==== Passage provided ====

But the scientists aren't content on just performing rote experiments on flies with Flydra. They want to get inside the insect's head to completely figure this ubiquitous bug out.
"My big picture question is: How do flies perceive the world?" Straw explained. "By studying their flight trajectories in detail, and especially by giving them carefully designed experimental stimuli, we can reverse engineer algorithms they use. By performing genetic manipulations, we can reverse engineer what circuits are involved."
Mandyam Srinivasan, a professor of visual neuroscience at the Queensland Brain Institute, University of Queensland, told Discovery News that the new video system "is an important advance in the development of tools and techniques for simultaneously recording the motion of a number of objects -- animate or inanimate -- in three dimensions."

====

Required actions —
1) Say whether each statement agrees with the passage about the Flydra fly-tracking system, answering yes or no and quoting the words from the passage that decide it. (a) Straw's main question is how flies perceive the world. (b) Genetic manipulations are meant to show which circuits are involved. (c) Srinivasan said the system records motion in two dimensions.
2) Extend the passage about the Flydra fly-tracking system, picking up after its final sentence.

==== Exercise data ====

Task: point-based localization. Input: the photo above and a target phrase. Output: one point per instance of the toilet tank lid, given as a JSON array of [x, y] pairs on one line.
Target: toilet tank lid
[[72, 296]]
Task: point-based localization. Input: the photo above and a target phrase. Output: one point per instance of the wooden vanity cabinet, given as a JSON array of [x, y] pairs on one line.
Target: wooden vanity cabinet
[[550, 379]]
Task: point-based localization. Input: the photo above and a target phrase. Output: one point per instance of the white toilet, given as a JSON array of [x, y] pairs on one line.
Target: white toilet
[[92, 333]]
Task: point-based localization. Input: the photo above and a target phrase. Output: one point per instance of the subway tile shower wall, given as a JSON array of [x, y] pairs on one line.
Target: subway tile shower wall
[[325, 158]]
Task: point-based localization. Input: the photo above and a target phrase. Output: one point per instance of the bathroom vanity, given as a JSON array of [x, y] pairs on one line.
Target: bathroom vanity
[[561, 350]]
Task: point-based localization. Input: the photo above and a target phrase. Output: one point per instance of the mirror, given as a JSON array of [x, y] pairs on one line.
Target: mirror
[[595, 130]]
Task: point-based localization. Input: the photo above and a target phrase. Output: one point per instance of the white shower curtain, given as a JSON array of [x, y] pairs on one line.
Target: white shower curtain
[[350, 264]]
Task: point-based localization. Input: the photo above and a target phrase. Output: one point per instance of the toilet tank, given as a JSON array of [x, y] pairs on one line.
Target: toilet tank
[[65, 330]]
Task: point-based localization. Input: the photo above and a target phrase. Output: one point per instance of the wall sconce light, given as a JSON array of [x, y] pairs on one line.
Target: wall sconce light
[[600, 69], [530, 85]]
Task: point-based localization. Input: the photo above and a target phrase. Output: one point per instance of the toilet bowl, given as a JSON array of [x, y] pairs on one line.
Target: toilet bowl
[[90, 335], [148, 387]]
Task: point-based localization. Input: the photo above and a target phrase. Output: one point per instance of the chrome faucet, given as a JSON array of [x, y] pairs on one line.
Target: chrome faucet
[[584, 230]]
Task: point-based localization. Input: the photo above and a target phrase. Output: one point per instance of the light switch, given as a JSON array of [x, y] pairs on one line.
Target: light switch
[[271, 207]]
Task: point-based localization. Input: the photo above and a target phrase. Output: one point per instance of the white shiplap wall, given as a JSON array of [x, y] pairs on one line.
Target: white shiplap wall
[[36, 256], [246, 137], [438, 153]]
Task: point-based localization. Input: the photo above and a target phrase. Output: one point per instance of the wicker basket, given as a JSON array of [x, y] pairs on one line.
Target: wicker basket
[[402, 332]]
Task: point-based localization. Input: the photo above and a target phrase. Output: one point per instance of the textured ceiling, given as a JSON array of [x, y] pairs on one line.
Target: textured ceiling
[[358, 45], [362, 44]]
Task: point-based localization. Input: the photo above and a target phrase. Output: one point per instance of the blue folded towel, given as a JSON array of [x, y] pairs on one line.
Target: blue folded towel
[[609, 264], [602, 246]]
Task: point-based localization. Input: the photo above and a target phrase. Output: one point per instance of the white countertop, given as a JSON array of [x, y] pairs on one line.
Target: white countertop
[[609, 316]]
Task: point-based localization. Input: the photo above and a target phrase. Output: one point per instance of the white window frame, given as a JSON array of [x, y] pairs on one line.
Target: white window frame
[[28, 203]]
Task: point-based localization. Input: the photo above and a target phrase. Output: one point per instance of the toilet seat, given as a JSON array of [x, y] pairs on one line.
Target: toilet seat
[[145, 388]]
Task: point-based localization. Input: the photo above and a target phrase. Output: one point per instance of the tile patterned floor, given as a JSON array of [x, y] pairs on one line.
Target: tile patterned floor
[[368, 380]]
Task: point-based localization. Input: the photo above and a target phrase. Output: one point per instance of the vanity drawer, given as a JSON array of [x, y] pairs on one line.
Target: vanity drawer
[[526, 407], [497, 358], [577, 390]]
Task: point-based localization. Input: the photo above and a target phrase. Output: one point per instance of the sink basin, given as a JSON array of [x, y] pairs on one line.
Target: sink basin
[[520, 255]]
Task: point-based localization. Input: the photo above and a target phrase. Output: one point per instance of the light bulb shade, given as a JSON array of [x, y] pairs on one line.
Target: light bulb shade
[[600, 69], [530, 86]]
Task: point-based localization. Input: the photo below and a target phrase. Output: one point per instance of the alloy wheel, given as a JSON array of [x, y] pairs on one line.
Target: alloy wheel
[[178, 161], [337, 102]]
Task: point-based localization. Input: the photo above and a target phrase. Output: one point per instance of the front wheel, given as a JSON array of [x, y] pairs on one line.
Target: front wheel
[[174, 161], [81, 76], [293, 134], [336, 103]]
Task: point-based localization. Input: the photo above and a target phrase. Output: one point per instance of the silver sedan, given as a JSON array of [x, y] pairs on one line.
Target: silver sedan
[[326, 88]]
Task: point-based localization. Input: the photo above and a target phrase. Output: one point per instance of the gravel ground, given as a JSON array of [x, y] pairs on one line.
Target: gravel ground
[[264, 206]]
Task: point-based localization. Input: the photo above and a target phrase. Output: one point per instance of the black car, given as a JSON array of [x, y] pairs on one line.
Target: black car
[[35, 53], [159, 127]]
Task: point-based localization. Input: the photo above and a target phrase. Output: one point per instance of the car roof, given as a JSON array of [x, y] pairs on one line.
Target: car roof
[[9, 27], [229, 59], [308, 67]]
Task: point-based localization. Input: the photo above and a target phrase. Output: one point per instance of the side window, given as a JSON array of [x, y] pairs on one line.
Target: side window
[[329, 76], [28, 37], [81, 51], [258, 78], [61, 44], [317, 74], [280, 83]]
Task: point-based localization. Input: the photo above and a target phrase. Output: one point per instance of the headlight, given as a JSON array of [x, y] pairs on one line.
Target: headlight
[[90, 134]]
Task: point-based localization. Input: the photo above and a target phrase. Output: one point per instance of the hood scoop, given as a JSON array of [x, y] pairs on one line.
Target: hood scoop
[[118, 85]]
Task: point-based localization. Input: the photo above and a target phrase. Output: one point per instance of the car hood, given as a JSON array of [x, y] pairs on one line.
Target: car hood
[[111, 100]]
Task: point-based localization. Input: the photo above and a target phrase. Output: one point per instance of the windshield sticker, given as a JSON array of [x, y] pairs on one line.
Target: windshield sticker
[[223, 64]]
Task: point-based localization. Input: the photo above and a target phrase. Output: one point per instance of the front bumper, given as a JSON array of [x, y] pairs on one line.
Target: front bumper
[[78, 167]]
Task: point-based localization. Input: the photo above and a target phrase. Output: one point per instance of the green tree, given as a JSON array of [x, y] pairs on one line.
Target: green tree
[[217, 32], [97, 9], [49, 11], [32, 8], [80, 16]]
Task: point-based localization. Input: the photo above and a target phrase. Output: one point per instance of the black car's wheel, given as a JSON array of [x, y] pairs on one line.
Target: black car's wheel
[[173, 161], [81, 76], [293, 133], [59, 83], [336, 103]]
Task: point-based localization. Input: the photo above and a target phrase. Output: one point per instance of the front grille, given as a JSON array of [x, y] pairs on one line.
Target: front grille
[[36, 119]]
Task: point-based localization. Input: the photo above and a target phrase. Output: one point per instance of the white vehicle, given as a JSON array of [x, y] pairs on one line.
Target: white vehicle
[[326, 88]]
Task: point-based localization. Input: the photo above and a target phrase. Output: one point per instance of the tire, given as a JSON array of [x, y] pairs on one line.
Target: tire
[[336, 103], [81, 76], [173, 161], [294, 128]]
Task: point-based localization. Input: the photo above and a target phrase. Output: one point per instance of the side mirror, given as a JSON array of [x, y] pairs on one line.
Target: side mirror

====

Answers to each task —
1)
(a) Yes: "My big picture question is: How do flies perceive the world?"
(b) Yes: "By performing genetic manipulations, we can reverse engineer what circuits are involved."
(c) No: "in three dimensions."

2)
"It should find applications, for example, in tracking the detailed movement of all of the birds bird in a flock of birds, all of the horses in a race, all of the players in a cricket match, or of many, or all, of the bees in a bee swarm," Srinivasan said.
Mark Frye, a professor at UCLA's Department of Integrative Biology and Physiology, informed Discovery News that he is also impressed by the new system.
"This is a very sophisticated tool," Frye said. "No doubt the authors will themselves reap rich scientific rewards, but in the short term they have gone out of their way here to share their new method rather than hoarding future results. That is highly commendable."